--- Data for the task Enclosed Below ---
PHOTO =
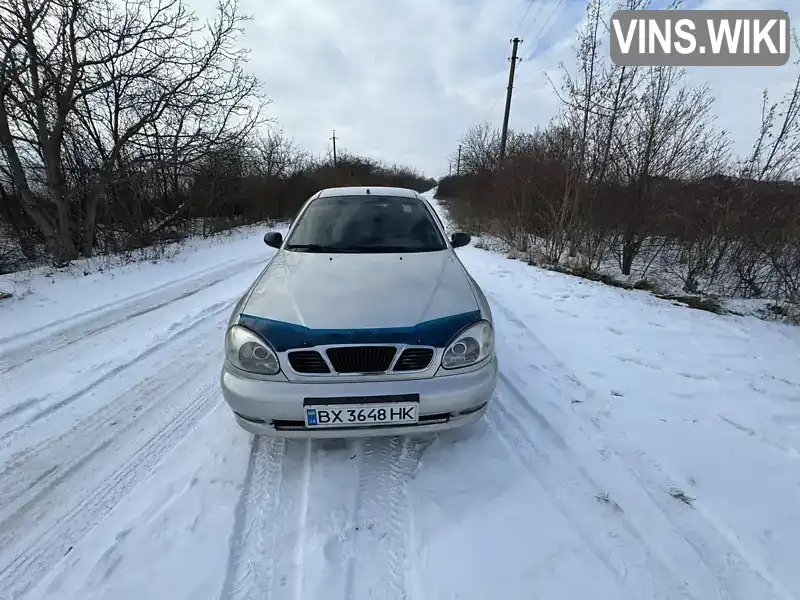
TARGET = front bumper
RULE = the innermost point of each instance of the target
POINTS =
(275, 408)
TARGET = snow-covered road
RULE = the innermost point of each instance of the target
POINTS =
(635, 449)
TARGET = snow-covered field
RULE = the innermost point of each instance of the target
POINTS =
(634, 450)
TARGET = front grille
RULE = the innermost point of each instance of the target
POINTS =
(361, 359)
(308, 361)
(414, 359)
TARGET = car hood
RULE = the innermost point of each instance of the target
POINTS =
(361, 291)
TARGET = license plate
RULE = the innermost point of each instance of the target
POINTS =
(354, 415)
--- End of Enclosed Data for the task ---
▶ _What you are asked to do_:
Copy all of the listing word for word, minus the images.

▶ _Answer to this exercise_:
PHOTO =
TARGET = front bumper
RULE = the innermost point of each instance of the target
POINTS =
(275, 408)
TARGET = snow-covered road
RULE = the innermost point of each instance of the target
POINTS =
(635, 449)
TARGET = snow-covered field
RULE = the innermost point of each instance of the target
POINTS =
(634, 450)
TARGET = front grille
RULE = the innermost point of each instance of the target
POINTS =
(361, 359)
(308, 361)
(414, 359)
TARGET = car hood
RULE = the innermost point of each instance of the target
POINTS =
(361, 291)
TARGET = license plate
RULE = the innermost point of each instance of the target
POINTS =
(354, 415)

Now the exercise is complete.